### WORK REQUEST
Through the last line of the entries, please copy every line exactly, starting with the one that contains "the woman's left".
DATA EXCERPTS section start
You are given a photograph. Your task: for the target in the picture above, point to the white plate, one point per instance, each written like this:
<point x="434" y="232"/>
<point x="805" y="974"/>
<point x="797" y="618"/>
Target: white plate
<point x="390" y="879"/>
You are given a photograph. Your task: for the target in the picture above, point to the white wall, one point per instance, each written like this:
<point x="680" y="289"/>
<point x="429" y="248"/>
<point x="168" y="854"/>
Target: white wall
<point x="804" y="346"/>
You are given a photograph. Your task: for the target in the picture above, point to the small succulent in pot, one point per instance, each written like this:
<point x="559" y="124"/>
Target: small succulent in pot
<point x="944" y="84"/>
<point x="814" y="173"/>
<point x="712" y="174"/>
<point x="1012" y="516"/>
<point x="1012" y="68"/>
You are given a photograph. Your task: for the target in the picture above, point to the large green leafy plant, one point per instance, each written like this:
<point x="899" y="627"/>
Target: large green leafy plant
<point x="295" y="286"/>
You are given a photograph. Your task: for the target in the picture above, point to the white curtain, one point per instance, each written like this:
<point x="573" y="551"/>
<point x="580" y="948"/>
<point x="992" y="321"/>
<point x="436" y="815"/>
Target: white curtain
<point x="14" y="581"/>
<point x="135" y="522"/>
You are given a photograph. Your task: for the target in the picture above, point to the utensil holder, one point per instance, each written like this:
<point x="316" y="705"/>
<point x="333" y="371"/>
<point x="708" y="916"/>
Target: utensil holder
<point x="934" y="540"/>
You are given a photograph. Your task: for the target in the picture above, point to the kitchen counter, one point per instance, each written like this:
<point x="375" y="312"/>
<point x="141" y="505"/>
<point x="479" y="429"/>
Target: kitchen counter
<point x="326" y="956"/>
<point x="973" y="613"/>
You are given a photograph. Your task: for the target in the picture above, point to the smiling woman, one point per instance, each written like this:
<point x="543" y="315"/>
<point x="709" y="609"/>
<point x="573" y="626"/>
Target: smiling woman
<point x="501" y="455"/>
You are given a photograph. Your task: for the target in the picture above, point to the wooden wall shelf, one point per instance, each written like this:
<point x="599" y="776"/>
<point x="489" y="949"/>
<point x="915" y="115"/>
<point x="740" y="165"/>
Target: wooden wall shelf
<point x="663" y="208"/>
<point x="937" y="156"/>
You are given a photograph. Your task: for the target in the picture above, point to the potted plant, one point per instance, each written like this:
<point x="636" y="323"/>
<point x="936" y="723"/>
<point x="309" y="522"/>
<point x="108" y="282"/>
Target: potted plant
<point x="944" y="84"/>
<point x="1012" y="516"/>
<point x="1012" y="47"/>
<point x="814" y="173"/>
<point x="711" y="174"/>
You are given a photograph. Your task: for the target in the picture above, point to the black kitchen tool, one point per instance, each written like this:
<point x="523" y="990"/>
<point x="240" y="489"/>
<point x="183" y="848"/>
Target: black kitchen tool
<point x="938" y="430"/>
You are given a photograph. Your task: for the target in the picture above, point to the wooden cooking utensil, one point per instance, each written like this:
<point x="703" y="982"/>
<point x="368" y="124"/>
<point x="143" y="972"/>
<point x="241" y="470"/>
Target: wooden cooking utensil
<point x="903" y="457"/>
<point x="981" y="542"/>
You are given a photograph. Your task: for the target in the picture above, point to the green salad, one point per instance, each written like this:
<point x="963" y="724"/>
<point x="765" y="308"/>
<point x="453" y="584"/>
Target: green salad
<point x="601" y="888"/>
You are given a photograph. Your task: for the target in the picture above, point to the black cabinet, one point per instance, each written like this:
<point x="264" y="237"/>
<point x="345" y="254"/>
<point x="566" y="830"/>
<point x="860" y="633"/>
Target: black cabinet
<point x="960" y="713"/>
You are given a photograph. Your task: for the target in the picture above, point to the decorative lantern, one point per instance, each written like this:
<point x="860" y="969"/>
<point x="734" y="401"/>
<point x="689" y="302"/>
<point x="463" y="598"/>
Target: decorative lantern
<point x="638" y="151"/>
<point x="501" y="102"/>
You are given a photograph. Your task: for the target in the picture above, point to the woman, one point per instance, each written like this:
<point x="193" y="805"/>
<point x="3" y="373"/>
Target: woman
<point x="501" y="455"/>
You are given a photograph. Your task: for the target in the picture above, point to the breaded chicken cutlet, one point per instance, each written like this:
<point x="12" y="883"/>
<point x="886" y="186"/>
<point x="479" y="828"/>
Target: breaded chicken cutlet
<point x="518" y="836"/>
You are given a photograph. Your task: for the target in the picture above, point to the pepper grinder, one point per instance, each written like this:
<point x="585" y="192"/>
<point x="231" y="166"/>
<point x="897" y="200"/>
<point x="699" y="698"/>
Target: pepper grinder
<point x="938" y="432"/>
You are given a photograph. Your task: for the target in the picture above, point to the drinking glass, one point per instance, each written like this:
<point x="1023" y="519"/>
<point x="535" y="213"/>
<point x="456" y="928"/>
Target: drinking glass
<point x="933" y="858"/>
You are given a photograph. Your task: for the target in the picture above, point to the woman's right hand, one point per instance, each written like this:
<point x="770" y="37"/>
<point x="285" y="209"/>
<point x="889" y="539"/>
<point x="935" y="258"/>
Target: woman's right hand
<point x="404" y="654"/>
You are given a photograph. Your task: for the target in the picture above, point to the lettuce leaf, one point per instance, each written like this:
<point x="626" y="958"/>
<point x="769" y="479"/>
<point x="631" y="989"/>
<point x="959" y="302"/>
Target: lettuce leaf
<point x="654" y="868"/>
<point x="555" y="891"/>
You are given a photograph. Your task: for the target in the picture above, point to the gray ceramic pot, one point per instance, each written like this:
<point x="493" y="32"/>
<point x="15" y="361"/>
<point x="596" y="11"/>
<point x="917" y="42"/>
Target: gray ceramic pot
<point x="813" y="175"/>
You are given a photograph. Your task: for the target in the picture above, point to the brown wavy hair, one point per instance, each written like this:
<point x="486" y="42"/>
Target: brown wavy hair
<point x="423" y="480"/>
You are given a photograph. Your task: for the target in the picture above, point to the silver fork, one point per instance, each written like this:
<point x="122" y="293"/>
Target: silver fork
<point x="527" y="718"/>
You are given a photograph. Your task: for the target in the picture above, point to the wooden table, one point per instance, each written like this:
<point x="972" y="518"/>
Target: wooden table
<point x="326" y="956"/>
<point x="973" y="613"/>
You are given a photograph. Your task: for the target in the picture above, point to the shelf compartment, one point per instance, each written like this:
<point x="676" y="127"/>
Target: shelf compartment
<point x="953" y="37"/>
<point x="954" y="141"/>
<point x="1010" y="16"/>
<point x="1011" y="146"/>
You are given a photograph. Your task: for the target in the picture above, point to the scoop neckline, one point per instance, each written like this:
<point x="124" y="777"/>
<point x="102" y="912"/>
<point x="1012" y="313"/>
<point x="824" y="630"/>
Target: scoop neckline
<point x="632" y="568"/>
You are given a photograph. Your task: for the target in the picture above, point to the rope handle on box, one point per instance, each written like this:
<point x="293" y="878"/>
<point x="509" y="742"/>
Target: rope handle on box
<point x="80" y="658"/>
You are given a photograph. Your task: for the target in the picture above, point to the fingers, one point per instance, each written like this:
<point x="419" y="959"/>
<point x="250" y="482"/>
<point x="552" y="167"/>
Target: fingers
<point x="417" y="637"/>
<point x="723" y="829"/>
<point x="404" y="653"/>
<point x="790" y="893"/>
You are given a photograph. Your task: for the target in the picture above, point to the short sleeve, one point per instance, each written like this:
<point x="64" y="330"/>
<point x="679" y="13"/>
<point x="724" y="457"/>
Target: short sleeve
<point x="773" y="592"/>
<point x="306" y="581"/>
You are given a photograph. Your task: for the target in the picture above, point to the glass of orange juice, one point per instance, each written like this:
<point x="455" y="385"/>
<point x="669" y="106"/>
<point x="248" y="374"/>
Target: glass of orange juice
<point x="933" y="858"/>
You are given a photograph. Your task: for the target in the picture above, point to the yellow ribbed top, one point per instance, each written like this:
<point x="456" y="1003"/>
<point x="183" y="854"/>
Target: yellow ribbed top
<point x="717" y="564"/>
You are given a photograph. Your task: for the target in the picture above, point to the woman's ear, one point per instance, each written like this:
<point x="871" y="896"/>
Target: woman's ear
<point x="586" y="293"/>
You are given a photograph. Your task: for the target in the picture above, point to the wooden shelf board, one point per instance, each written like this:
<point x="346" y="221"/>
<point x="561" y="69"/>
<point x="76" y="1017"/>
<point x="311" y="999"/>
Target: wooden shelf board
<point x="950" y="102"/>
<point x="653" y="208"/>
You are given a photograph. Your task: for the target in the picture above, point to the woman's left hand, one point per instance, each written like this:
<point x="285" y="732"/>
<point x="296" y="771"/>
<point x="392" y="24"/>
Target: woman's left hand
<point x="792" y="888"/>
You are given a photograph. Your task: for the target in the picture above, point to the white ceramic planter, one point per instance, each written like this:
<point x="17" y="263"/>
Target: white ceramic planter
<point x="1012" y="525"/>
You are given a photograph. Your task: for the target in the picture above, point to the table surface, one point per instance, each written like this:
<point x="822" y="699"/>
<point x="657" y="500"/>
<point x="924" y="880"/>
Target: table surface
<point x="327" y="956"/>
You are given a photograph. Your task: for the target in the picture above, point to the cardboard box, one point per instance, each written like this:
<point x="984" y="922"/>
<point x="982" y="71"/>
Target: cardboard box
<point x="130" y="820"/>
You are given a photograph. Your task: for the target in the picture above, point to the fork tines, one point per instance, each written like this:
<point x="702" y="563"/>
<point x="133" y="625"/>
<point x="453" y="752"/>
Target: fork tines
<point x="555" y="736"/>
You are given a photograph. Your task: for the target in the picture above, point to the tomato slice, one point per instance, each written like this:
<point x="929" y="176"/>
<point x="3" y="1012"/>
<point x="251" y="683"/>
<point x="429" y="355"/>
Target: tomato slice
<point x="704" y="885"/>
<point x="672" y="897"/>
DATA EXCERPTS section end
### ANSWER SPACE
You are given a photograph. Your task: for the target in the picture above, point to the woman's left hand, one point per instance, each written like this:
<point x="285" y="732"/>
<point x="296" y="771"/>
<point x="392" y="24"/>
Target: woman's left hand
<point x="792" y="888"/>
You are given a photograph. Your task: for the target in the picture above, point to the white ceramic planter, one point per instance, each written like this:
<point x="17" y="263"/>
Target: white ceramic planter
<point x="1012" y="525"/>
You are given a photograph. Your task: for the target in the picture above, point to the table surface, one point per instance, each written like this:
<point x="822" y="699"/>
<point x="657" y="500"/>
<point x="924" y="880"/>
Target: table surface
<point x="327" y="956"/>
You are given a photograph. Your task: for the target in the picture above, point to the cardboard box, one point per instance, each written like this:
<point x="984" y="922"/>
<point x="982" y="71"/>
Target: cardboard box
<point x="130" y="820"/>
You are given a photograph. Your task: for the target in the picture above, point to the fork tines, one point per instance, each written like this:
<point x="702" y="563"/>
<point x="133" y="625"/>
<point x="453" y="752"/>
Target: fork tines
<point x="555" y="736"/>
You are given a photograph. Your task: for the target in the picture above, point to the tomato slice, one point per instance, each written like this:
<point x="929" y="176"/>
<point x="3" y="1012"/>
<point x="251" y="683"/>
<point x="429" y="355"/>
Target: tomato slice
<point x="704" y="885"/>
<point x="672" y="897"/>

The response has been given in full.